▶ Brief a: Select every line in the records that contains the word "black", and copy each one.

▶ Text passage:
****************
January 03, 2011
UFC fighter Chael Sonnen is currently serving the last few months of a steroid suspension in California. He's expected to return to active fighting sometime in the spring or is he?
According to the Lake Oswego Review, his battle versus the federal government has ended with a guilty plea to money laundering:
A licensed Realtor from West Linn, Sonnen admitted before a judge Monday that he conducted a financial transaction designed to hide or disguise the ownership and control of proceeds of mortgage fraud, according to a U.S. Department of Justice press release.
Update: According to the Oregonian, as part of his guilty plea, Sonnen agreed to give up his realtor's license and pay a $10,000 fine. The government is recommending two years probation.
Update II - Wrestling Observer's Dave Meltzer reports (Audio - 1:40 mark) that Sonnen is turning state's evidence. He's also scheduled to fight Yoshihiro Akiyama at UFC 128 in New Jersey on March 19.
The IRS issued a public statement:
"West Linn residents, and other residents throughout the Portland-Vancouver area, can rest assured knowing that federal law enforcement agencies take mortgage fraud very seriously because it played a major role in almost crippling this nation’s banking system just a few years ago," said Marcus Williams, a special agent in charge of IRS criminal investigations for the Pacific Northwest.
****************
▶ Provided material:
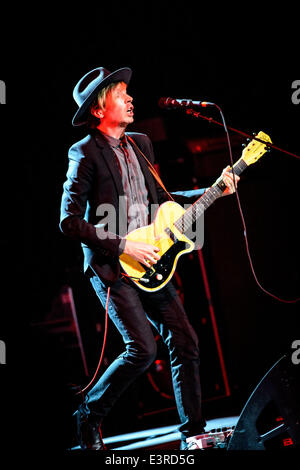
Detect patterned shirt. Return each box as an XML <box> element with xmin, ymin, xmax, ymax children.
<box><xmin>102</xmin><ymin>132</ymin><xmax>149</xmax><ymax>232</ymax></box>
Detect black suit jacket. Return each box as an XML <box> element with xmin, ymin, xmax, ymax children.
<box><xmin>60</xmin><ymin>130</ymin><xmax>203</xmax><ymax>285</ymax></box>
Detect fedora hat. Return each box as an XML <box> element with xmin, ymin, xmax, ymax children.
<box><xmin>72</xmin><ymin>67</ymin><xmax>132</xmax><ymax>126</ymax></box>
****************
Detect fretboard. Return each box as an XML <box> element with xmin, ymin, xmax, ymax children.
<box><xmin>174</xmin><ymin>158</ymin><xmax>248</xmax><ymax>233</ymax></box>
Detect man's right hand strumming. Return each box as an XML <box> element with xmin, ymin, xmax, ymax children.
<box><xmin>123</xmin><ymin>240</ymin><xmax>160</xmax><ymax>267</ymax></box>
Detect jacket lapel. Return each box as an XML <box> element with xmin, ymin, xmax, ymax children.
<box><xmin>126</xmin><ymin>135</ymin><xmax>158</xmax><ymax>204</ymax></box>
****************
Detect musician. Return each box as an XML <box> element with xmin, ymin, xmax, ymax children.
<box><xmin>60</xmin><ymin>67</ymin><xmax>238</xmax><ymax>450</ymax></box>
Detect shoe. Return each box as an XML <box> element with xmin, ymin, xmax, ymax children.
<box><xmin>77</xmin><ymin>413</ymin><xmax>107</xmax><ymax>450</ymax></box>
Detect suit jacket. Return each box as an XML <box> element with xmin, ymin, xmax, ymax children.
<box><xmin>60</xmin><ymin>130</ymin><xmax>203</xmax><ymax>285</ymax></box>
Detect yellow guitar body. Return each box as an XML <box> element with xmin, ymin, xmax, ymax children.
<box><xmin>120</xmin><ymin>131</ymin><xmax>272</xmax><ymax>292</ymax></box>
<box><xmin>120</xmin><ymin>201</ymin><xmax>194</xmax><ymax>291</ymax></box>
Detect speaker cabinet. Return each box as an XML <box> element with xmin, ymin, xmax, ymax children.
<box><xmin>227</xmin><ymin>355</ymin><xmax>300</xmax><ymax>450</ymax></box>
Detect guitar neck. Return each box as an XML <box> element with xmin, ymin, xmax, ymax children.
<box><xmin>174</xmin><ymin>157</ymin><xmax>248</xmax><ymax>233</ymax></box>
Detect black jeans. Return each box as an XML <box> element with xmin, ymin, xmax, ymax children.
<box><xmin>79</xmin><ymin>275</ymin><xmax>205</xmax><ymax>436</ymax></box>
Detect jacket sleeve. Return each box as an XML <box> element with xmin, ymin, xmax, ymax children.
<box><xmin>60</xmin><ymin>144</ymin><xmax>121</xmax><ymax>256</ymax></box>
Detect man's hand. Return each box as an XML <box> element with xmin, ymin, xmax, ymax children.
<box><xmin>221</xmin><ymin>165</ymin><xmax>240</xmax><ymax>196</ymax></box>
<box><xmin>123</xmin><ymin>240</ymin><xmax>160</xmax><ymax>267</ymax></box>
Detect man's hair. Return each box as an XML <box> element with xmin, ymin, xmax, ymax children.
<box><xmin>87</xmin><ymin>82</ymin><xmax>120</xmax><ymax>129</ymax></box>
****************
▶ Brief b: In the news item on Chael Sonnen, who is Sonnen scheduled to fight at UFC 128?

▶ Task result a:
Detect black suit jacket. Return each box as an XML <box> element with xmin, ymin, xmax, ymax children.
Detect black jeans. Return each box as an XML <box> element with xmin, ymin, xmax, ymax children.

▶ Task result b: Yoshihiro Akiyama.